===== Entries provided =====
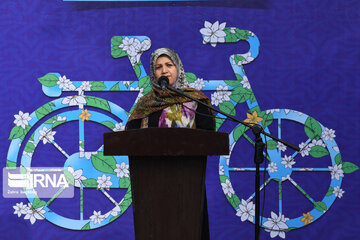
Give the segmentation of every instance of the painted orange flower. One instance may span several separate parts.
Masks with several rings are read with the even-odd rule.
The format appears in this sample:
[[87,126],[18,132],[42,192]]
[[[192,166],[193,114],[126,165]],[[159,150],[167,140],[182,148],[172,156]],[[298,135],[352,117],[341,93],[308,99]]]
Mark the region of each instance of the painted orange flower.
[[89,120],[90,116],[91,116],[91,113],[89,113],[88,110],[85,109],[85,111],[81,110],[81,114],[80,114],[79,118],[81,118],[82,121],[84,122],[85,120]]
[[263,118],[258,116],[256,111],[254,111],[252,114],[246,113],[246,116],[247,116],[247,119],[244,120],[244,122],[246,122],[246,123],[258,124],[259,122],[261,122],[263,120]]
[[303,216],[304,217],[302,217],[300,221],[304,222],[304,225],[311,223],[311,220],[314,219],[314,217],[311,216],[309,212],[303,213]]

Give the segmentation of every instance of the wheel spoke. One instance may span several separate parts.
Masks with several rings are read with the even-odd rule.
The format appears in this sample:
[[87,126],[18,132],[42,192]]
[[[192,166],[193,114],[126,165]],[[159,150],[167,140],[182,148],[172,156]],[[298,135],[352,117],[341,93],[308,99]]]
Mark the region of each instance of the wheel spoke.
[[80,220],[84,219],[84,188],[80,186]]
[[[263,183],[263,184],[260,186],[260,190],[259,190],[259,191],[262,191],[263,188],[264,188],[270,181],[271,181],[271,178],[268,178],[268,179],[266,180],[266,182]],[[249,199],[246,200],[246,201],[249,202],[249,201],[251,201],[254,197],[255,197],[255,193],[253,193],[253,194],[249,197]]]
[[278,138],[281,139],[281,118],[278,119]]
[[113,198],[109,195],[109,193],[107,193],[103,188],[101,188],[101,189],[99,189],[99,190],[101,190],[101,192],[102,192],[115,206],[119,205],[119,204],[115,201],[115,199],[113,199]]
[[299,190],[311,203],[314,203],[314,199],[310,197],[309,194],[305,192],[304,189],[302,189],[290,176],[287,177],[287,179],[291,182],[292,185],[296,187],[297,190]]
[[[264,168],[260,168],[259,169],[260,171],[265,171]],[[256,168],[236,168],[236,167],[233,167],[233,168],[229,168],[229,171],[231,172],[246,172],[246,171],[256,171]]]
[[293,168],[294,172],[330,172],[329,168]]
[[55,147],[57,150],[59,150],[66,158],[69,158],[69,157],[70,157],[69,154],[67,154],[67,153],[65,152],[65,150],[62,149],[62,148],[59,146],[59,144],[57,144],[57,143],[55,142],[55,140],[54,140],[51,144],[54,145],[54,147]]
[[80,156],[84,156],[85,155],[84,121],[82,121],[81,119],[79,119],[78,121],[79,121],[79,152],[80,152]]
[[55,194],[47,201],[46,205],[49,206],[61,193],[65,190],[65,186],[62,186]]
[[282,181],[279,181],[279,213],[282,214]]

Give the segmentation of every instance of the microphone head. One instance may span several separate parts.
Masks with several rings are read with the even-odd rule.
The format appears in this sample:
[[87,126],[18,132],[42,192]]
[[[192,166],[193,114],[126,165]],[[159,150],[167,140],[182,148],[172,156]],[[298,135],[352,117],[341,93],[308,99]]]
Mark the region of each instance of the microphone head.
=====
Leave out any pictures and return exactly the lines from the beginning of the data through the line with "Give the segmentation of every instance of the wheel", inclusive.

Give the segmentation of every instance of the painted orange flower. One instance may span several separate parts.
Masks with several rings are read with the even-odd rule.
The format appears in this sample:
[[87,126],[18,132],[42,192]]
[[[192,166],[193,114],[126,165]],[[159,150],[167,140],[182,148],[172,156]],[[298,135],[352,117],[341,93],[308,99]]]
Mark the region of each instance of the painted orange flower.
[[89,120],[90,116],[91,116],[91,113],[89,113],[88,110],[85,109],[85,111],[81,110],[81,114],[80,114],[79,118],[81,118],[82,121],[84,122],[85,120]]
[[263,118],[258,116],[256,111],[254,111],[252,114],[246,113],[246,116],[247,116],[247,119],[244,120],[244,122],[246,122],[246,123],[258,124],[259,122],[261,122],[263,120]]
[[303,216],[304,217],[302,217],[300,221],[304,222],[304,225],[311,223],[311,220],[314,219],[314,217],[311,216],[309,212],[303,213]]

Give the segmentation of every instance of the wheel spoke. One instance may span several separate parts.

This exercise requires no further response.